[Referring expression pointing data]
Content starts
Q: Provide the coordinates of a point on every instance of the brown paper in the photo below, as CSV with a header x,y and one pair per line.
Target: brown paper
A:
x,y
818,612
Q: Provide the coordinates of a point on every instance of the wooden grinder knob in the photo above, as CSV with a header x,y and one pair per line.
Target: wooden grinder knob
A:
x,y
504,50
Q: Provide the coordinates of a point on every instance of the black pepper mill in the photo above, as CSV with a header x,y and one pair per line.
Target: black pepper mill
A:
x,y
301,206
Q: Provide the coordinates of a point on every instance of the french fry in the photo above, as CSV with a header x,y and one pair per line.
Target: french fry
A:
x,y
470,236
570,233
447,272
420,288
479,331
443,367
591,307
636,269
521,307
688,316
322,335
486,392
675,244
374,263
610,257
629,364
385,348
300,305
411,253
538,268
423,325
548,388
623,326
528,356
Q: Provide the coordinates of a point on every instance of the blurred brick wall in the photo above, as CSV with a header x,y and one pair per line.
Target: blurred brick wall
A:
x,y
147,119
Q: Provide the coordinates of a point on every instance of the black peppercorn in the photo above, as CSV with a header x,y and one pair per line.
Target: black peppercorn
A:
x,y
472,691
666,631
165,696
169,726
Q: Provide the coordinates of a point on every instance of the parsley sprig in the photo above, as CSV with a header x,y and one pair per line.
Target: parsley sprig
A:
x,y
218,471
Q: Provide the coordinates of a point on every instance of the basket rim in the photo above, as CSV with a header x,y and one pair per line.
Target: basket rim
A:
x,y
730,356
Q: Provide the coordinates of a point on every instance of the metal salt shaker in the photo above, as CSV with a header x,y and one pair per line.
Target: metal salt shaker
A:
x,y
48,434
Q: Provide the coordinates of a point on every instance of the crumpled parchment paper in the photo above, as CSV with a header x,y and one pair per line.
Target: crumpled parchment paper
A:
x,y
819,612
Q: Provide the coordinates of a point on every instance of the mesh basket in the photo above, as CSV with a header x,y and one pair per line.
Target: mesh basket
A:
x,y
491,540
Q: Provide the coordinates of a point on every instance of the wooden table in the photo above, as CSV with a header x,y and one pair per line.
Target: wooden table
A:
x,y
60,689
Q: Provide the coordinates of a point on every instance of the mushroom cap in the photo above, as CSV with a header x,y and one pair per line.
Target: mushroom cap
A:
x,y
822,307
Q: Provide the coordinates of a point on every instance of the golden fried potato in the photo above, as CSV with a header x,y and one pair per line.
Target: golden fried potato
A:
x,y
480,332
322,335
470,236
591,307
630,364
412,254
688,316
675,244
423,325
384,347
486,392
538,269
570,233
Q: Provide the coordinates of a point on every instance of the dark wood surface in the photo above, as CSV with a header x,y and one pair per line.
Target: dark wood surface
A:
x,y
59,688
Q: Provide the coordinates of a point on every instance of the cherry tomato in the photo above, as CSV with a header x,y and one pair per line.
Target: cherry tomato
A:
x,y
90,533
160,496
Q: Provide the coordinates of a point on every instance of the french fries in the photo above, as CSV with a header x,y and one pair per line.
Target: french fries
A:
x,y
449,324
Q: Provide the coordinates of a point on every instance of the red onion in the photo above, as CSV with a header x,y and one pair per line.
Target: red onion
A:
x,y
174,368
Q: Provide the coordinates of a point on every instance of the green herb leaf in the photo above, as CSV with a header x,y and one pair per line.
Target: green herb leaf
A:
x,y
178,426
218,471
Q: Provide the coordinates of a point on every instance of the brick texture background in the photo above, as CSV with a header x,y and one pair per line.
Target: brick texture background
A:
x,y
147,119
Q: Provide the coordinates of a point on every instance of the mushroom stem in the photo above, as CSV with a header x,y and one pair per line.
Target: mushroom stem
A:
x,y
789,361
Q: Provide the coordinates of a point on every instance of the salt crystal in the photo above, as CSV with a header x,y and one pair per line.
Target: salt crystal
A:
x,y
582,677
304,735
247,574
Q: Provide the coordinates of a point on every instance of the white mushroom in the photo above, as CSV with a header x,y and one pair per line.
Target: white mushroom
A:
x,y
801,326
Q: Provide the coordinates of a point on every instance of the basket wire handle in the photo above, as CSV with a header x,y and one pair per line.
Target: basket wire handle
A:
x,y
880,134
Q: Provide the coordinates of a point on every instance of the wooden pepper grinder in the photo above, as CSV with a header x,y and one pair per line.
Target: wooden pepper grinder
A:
Content ends
**ASSIGNMENT:**
Check each line of these records for the string "grinder" and state only how many lines have it.

**EXERCISE OUTPUT:**
4